> **Page extract**:
[Begin]

According to the definition of the cyclic code \(\mathcal {C}_{p}(u,v)\), \(\mathcal {C}_{p}(1,i)\) and \(\mathcal {C}_{p}(1,j)\) are the same code if and only if \(m_{i}(x)=m_{j}(x)\), i.e., \(C_{i}=C_{j}\). Based on this fact, in the following, we will prove the codes in Sect. 3 are new. To this end, we need to show that the codes in this paper and thoes in [16] are different. To give a clear explanation, we list the main result of [16] in the following.

[End]

> **Requirement A**:
Answer from the cyclic code passage:
(i) Under what condition are \(\mathcal {C}_{p}(1,i)\) and \(\mathcal {C}_{p}(1,j)\) the same code?
(ii) What will be proved about the codes in Sect. 3?
(iii) What is listed to give a clear explanation?
> **Requirement B**:
Edit the cyclic code passage starting at "According to the" and ending at "in the following.", replacing "main result" with "principal result".

> **Recorded information**:
[Begin]

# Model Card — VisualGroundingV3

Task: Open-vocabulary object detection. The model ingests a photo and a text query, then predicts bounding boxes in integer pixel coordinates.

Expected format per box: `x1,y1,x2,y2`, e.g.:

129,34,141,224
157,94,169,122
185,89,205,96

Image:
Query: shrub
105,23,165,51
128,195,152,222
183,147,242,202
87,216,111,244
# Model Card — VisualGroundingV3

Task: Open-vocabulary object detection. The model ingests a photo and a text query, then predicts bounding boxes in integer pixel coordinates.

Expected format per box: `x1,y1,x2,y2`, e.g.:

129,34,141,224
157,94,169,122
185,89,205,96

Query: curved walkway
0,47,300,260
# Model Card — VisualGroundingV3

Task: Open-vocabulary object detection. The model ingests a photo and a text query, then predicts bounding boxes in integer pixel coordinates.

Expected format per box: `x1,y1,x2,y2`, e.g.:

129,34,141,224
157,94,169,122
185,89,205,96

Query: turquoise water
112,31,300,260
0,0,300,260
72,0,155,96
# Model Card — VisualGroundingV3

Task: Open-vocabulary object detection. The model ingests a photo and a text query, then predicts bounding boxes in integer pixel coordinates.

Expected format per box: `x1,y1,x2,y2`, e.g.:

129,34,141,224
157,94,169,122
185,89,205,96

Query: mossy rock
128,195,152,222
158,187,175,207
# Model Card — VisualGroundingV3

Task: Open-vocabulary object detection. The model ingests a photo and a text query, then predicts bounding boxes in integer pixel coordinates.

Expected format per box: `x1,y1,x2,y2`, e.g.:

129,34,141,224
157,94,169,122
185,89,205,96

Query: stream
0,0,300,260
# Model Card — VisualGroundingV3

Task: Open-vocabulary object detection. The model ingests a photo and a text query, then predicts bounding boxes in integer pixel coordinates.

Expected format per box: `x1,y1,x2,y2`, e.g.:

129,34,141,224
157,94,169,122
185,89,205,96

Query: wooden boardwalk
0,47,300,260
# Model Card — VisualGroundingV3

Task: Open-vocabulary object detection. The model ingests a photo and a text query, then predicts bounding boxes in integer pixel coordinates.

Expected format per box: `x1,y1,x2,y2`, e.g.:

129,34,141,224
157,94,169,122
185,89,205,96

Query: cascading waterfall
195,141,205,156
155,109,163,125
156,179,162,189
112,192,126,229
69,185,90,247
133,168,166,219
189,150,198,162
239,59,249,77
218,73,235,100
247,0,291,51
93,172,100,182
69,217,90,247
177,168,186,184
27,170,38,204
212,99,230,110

[End]

> **Task response A**:
(i) If and only if \(m_{i}(x)=m_{j}(x)\), i.e., \(C_{i}=C_{j}\).
(ii) That they are new.
(iii) The main result of [16].

> **Task response B**:
According to the definition of the cyclic code \(\mathcal {C}_{p}(u,v)\), \(\mathcal {C}_{p}(1,i)\) and \(\mathcal {C}_{p}(1,j)\) are the same code if and only if \(m_{i}(x)=m_{j}(x)\), i.e., \(C_{i}=C_{j}\). Based on this fact, in the following, we will prove the codes in Sect. 3 are new. To this end, we need to show that the codes in this paper and thoes in [16] are different. To give a clear explanation, we list the principal result of [16] in the following.